**Written exercise**
Every line from the one with "If you could pin the snow on" through the end of the entries below should be written out exactly; the pictures should not.

☆ ☆ ☆ ☆ ☆

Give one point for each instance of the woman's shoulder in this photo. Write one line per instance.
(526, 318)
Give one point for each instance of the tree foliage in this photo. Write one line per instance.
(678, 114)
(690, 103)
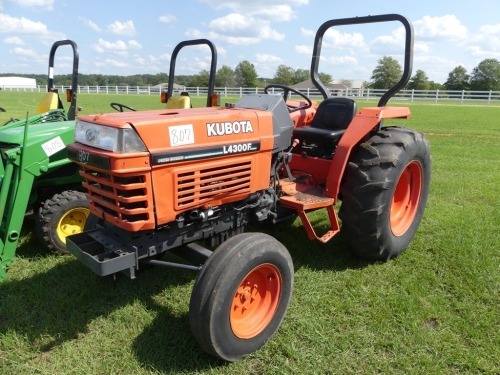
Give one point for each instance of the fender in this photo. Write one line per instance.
(362, 124)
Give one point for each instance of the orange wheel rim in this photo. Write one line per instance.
(256, 301)
(406, 198)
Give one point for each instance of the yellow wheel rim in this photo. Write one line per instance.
(72, 222)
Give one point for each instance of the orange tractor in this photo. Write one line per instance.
(187, 181)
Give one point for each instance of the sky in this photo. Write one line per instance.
(137, 37)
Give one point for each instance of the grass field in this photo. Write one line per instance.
(433, 310)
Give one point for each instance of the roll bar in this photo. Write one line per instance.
(74, 76)
(408, 57)
(213, 66)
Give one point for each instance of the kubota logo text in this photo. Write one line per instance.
(227, 128)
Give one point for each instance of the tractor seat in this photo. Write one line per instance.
(48, 102)
(332, 118)
(181, 101)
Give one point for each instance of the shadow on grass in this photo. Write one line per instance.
(59, 304)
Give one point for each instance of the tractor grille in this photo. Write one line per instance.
(125, 199)
(197, 187)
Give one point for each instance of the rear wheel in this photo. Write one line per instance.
(60, 216)
(241, 295)
(384, 192)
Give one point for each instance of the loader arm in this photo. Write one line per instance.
(27, 152)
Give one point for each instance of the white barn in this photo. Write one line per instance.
(17, 82)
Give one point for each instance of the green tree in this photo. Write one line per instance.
(486, 76)
(325, 78)
(300, 75)
(200, 80)
(246, 75)
(386, 74)
(458, 79)
(284, 75)
(419, 81)
(225, 77)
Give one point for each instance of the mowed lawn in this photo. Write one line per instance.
(433, 310)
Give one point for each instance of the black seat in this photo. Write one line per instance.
(330, 121)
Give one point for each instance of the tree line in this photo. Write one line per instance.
(484, 77)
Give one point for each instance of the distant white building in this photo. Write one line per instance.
(17, 82)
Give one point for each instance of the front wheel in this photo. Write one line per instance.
(61, 216)
(241, 295)
(384, 192)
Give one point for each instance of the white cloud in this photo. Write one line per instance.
(13, 25)
(307, 32)
(167, 18)
(48, 4)
(103, 46)
(336, 39)
(90, 24)
(303, 50)
(112, 63)
(341, 60)
(240, 30)
(14, 40)
(270, 10)
(490, 29)
(27, 54)
(486, 43)
(126, 28)
(264, 58)
(134, 44)
(444, 27)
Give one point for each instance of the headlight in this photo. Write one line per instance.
(107, 138)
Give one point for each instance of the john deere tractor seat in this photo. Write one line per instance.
(330, 121)
(48, 102)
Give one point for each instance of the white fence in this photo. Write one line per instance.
(231, 92)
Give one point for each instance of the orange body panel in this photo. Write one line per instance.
(198, 158)
(362, 124)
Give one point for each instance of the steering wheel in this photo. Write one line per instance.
(286, 91)
(121, 107)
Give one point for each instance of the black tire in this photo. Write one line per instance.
(62, 215)
(221, 292)
(385, 192)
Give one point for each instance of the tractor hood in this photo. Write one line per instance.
(39, 133)
(260, 121)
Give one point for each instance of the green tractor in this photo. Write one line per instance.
(35, 174)
(37, 177)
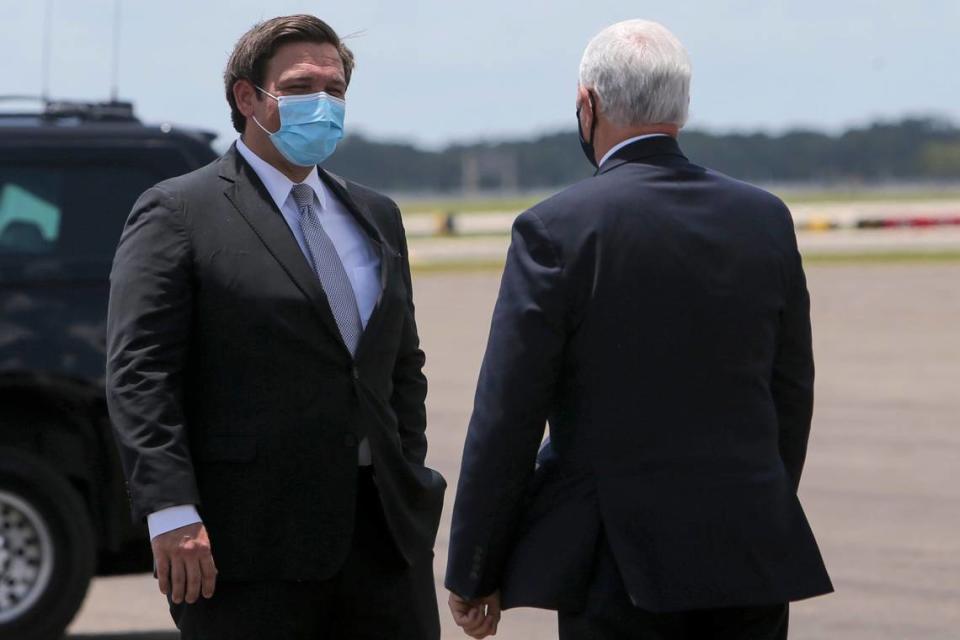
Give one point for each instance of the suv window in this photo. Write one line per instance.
(72, 206)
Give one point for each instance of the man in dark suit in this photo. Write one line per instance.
(265, 376)
(657, 316)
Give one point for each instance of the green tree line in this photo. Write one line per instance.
(911, 149)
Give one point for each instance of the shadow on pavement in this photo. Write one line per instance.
(126, 635)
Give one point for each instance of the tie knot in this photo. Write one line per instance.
(303, 196)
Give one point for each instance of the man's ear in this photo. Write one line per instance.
(588, 106)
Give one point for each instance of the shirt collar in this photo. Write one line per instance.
(277, 184)
(621, 145)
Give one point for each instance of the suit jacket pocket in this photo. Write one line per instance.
(228, 448)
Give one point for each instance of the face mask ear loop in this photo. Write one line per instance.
(259, 88)
(267, 92)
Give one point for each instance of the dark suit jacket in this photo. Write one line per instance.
(657, 315)
(230, 387)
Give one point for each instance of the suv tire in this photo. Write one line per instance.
(47, 549)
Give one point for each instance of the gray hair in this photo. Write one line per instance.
(640, 72)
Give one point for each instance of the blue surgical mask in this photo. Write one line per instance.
(310, 127)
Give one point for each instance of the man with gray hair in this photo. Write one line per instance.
(657, 316)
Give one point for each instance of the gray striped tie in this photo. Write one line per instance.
(327, 264)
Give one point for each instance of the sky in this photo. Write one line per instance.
(435, 72)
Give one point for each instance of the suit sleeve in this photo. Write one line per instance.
(514, 395)
(148, 325)
(409, 384)
(793, 371)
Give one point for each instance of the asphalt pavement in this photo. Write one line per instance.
(880, 486)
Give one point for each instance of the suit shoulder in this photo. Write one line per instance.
(369, 196)
(757, 196)
(571, 199)
(191, 184)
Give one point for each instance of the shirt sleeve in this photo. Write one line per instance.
(160, 522)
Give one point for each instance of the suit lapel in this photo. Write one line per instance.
(254, 204)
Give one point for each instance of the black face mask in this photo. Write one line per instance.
(587, 145)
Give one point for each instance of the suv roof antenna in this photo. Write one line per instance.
(114, 88)
(45, 73)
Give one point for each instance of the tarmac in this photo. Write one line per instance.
(880, 486)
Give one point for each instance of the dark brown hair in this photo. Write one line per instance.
(255, 48)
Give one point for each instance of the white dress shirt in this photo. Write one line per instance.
(360, 261)
(621, 145)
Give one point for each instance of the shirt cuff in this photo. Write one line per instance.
(160, 522)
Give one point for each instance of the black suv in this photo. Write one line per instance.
(69, 175)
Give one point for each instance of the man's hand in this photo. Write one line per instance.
(478, 618)
(185, 567)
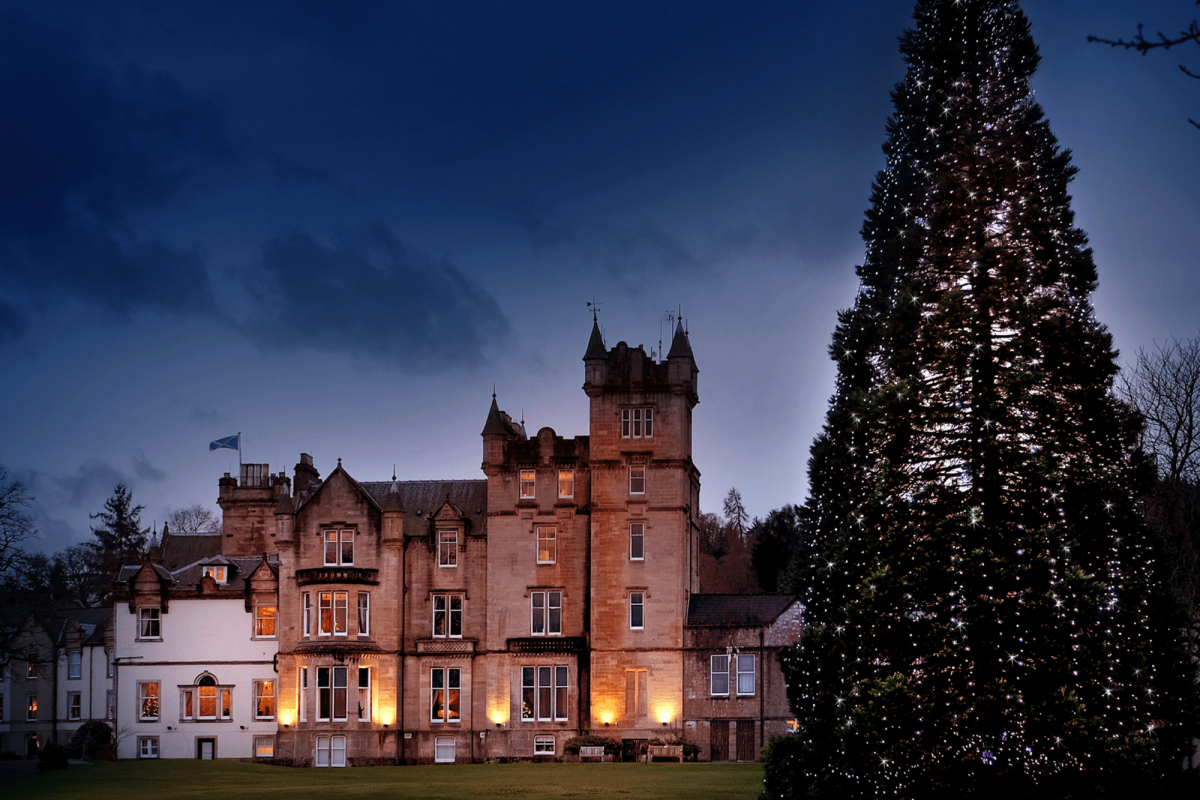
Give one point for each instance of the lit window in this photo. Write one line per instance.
(547, 549)
(719, 675)
(636, 609)
(636, 692)
(745, 674)
(636, 541)
(333, 611)
(148, 701)
(364, 613)
(448, 615)
(264, 621)
(364, 693)
(546, 613)
(339, 547)
(330, 751)
(148, 746)
(444, 687)
(637, 479)
(448, 548)
(331, 693)
(636, 422)
(148, 624)
(544, 693)
(264, 699)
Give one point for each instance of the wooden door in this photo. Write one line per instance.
(719, 740)
(747, 751)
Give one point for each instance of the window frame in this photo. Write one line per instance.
(148, 747)
(448, 548)
(149, 701)
(715, 671)
(546, 534)
(543, 601)
(449, 614)
(264, 689)
(149, 624)
(637, 479)
(637, 541)
(337, 546)
(751, 673)
(441, 679)
(262, 619)
(636, 611)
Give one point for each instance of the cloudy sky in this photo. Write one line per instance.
(334, 227)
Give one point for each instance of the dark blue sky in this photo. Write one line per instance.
(334, 227)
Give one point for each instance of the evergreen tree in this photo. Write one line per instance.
(979, 588)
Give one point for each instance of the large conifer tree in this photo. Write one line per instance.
(979, 587)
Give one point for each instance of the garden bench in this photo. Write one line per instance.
(666, 751)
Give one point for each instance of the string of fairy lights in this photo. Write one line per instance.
(979, 584)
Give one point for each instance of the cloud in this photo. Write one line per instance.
(87, 155)
(371, 295)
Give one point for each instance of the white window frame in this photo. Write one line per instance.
(149, 701)
(330, 751)
(150, 624)
(148, 747)
(451, 618)
(719, 675)
(745, 666)
(262, 619)
(547, 552)
(637, 479)
(448, 548)
(364, 613)
(637, 541)
(445, 680)
(546, 602)
(265, 689)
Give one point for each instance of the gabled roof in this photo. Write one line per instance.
(423, 499)
(736, 611)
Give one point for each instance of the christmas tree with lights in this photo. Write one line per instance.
(978, 583)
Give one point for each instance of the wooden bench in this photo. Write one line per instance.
(665, 751)
(592, 751)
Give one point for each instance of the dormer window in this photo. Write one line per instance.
(339, 547)
(216, 571)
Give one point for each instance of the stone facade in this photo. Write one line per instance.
(424, 621)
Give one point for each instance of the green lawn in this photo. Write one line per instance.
(237, 780)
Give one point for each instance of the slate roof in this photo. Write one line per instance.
(425, 498)
(736, 611)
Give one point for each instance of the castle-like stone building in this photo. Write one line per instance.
(352, 621)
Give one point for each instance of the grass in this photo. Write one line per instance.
(184, 780)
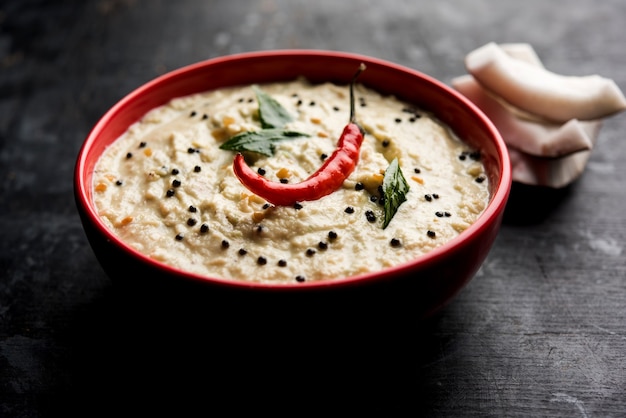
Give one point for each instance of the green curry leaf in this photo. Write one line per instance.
(261, 141)
(271, 113)
(395, 189)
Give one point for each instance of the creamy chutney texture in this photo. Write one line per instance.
(167, 189)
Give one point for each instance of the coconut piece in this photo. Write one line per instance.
(542, 139)
(549, 172)
(523, 52)
(540, 92)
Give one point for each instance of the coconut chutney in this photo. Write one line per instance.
(167, 189)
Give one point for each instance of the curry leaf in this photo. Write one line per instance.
(261, 141)
(271, 113)
(395, 189)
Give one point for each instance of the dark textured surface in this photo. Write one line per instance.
(540, 331)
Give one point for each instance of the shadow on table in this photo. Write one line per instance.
(529, 205)
(320, 353)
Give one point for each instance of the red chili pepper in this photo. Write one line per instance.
(328, 178)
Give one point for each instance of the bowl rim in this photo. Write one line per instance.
(492, 212)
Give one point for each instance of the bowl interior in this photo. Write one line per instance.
(317, 66)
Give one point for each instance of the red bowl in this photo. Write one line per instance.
(423, 285)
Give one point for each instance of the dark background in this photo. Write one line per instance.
(540, 331)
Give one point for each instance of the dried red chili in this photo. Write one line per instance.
(328, 178)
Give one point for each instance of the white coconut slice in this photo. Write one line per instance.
(542, 139)
(538, 91)
(548, 172)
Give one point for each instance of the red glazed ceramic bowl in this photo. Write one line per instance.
(421, 286)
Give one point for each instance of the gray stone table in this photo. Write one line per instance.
(540, 330)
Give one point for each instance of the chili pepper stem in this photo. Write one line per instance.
(352, 107)
(327, 179)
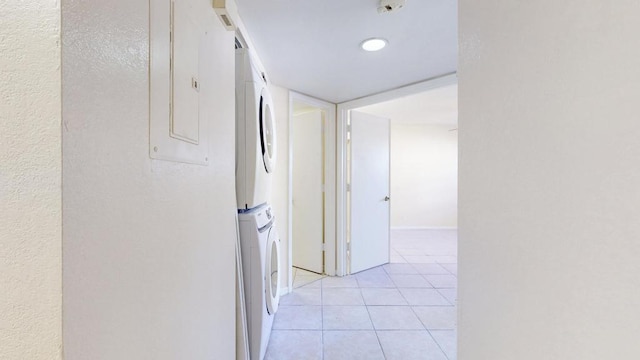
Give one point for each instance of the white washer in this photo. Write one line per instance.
(255, 134)
(260, 246)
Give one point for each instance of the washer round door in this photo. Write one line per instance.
(267, 130)
(272, 278)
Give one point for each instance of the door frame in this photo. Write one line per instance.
(329, 182)
(343, 113)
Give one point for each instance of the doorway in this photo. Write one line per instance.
(368, 105)
(312, 179)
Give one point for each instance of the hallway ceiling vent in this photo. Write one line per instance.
(390, 5)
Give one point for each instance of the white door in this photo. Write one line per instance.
(369, 201)
(308, 202)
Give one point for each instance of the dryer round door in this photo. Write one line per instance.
(272, 278)
(267, 130)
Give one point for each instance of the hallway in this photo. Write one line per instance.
(402, 310)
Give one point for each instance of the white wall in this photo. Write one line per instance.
(280, 185)
(424, 176)
(549, 180)
(30, 180)
(148, 244)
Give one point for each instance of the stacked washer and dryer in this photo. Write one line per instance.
(259, 240)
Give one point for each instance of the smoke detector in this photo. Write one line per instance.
(390, 5)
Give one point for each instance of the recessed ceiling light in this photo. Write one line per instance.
(373, 44)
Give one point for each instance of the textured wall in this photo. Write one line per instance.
(30, 175)
(148, 244)
(549, 180)
(424, 176)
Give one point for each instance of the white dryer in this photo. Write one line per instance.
(260, 246)
(255, 134)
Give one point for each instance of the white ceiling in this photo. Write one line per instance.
(435, 107)
(313, 46)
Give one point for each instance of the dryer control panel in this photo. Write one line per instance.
(264, 218)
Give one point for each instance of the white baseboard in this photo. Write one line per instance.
(285, 290)
(424, 228)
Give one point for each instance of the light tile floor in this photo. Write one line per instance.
(402, 310)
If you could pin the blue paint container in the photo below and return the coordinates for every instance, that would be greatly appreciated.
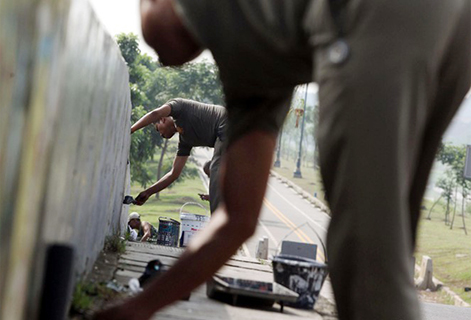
(169, 232)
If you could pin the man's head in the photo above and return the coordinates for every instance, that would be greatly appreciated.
(164, 31)
(134, 220)
(166, 127)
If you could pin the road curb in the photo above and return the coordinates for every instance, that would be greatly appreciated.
(451, 294)
(306, 195)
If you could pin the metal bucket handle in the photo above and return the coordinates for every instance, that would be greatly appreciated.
(195, 204)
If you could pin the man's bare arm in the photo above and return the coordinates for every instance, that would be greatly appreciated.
(178, 165)
(152, 117)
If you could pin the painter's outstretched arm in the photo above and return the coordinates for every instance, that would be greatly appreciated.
(244, 178)
(177, 168)
(152, 117)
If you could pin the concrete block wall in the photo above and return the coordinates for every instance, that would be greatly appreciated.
(64, 142)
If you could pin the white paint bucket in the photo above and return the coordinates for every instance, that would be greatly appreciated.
(191, 223)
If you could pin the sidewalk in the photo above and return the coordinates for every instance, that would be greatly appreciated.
(199, 307)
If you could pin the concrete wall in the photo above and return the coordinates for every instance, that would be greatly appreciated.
(64, 141)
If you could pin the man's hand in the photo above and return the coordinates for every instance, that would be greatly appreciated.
(204, 197)
(142, 197)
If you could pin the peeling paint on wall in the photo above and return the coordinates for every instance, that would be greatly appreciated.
(64, 141)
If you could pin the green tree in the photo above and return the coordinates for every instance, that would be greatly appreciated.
(454, 158)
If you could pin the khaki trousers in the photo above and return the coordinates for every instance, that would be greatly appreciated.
(382, 115)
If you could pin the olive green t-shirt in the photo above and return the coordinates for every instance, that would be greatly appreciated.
(199, 124)
(262, 50)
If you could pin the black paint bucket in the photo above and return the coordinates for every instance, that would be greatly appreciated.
(303, 276)
(169, 232)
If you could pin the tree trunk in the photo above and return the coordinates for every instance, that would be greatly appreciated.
(161, 161)
(463, 201)
(430, 212)
(447, 210)
(454, 207)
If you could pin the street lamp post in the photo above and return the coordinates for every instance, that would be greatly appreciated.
(297, 172)
(277, 163)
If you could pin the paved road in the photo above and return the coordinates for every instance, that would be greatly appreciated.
(287, 216)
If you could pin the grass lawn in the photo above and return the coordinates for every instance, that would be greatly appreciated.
(171, 199)
(450, 250)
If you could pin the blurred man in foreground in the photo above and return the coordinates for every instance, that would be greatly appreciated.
(391, 76)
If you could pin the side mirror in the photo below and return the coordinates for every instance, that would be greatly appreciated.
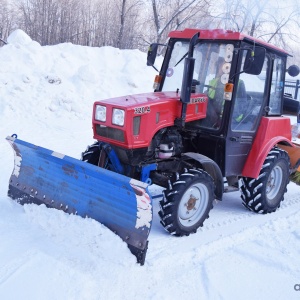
(293, 70)
(152, 52)
(254, 60)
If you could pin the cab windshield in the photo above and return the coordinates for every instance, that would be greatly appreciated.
(211, 73)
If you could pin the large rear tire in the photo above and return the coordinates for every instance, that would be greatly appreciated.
(187, 202)
(264, 194)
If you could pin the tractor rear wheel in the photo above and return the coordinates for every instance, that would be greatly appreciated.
(264, 194)
(187, 202)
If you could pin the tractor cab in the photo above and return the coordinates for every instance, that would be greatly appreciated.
(243, 79)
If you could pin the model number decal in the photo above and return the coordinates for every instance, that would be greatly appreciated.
(141, 110)
(198, 100)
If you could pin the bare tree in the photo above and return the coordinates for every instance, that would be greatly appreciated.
(168, 17)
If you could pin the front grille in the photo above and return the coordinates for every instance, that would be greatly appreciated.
(111, 133)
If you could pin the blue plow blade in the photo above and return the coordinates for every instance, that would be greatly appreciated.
(122, 204)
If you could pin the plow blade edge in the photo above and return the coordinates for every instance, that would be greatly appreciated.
(122, 204)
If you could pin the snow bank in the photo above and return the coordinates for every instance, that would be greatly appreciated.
(46, 97)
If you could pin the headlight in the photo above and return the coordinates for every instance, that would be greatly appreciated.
(118, 117)
(100, 113)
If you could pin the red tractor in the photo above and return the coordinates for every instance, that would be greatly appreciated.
(213, 124)
(215, 117)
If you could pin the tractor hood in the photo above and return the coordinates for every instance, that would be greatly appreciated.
(132, 121)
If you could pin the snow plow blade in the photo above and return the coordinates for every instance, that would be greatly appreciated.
(122, 204)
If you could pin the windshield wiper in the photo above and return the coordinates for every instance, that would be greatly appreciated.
(181, 59)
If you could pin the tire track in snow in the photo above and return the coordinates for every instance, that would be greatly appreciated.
(15, 265)
(227, 222)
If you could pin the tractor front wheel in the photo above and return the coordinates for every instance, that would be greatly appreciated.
(187, 202)
(264, 194)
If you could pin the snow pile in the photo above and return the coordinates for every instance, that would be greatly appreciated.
(46, 98)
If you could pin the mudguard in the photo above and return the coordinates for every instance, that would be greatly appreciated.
(122, 204)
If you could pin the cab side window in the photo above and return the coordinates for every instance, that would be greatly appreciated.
(249, 99)
(276, 87)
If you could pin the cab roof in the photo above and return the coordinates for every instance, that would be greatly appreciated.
(221, 34)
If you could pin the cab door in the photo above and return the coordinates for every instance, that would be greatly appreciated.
(249, 104)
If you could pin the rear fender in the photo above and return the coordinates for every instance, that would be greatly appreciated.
(122, 204)
(212, 169)
(272, 131)
(293, 151)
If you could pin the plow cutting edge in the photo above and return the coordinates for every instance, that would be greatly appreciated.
(122, 204)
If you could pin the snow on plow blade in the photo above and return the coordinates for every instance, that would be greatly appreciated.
(122, 204)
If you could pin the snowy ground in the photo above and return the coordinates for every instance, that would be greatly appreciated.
(46, 97)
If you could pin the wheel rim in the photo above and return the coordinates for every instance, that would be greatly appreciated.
(274, 183)
(193, 204)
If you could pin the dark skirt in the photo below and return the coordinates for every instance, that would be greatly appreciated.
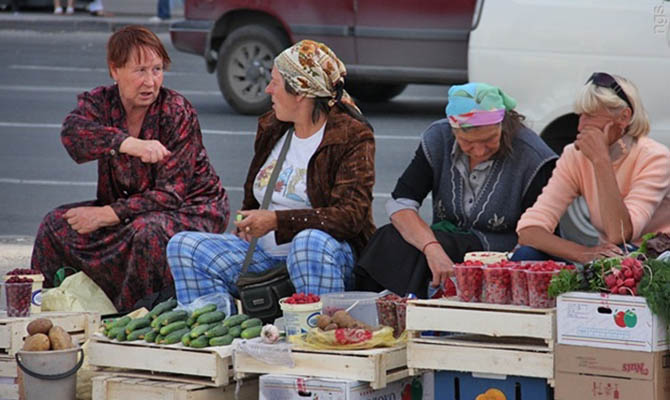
(389, 262)
(127, 261)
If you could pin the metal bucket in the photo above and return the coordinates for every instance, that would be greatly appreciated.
(50, 374)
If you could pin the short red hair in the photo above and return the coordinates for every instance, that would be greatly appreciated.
(131, 38)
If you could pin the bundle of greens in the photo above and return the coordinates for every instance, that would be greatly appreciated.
(655, 287)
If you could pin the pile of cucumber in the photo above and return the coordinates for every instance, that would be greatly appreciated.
(204, 327)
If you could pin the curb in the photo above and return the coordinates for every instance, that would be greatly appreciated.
(48, 23)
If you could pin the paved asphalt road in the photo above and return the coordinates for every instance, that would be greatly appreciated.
(41, 73)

☆ ☆ ☆ ☆ ☆

**The completed task**
If you could pin the snow on plow blade in the photo above and return the coordinates for every instance, that would be greatly appreciated.
(122, 204)
If you could pin the snowy ground in the photo above and return the coordinates for every instance, that would be greatly appreciated.
(46, 97)
If you could pin the wheel rim in the photo above and return the coordinates for every instance, that would be greatly appreciated.
(274, 183)
(193, 204)
If you could pin the dark skirt in the photo below and return the coordinates for every instance, that would be greatly appreciated.
(389, 262)
(127, 261)
If you could pin the metal bucket in the photo above and return the coordinates for every instance, that would be greatly appreciated.
(50, 374)
If you could pin the short red hair in the photo above and return the coordinates for every instance, that would be greatly appreciated.
(131, 38)
If you could pin the bundle of greens in the photo above and return the coordinates for every instance, that would be greatly appreciated.
(655, 287)
If you could pin the pile of cucumber in the photo above and return the coordinates for every instance, that would be greatly appreciated.
(204, 327)
If you could pin the curb in the photo above and return the coordinates for every instance, that would be greatly appreciated.
(48, 23)
If you could pin the paved asphalt road in the photo above and return the coordinates for every instance, that would be greatly appreciated.
(41, 73)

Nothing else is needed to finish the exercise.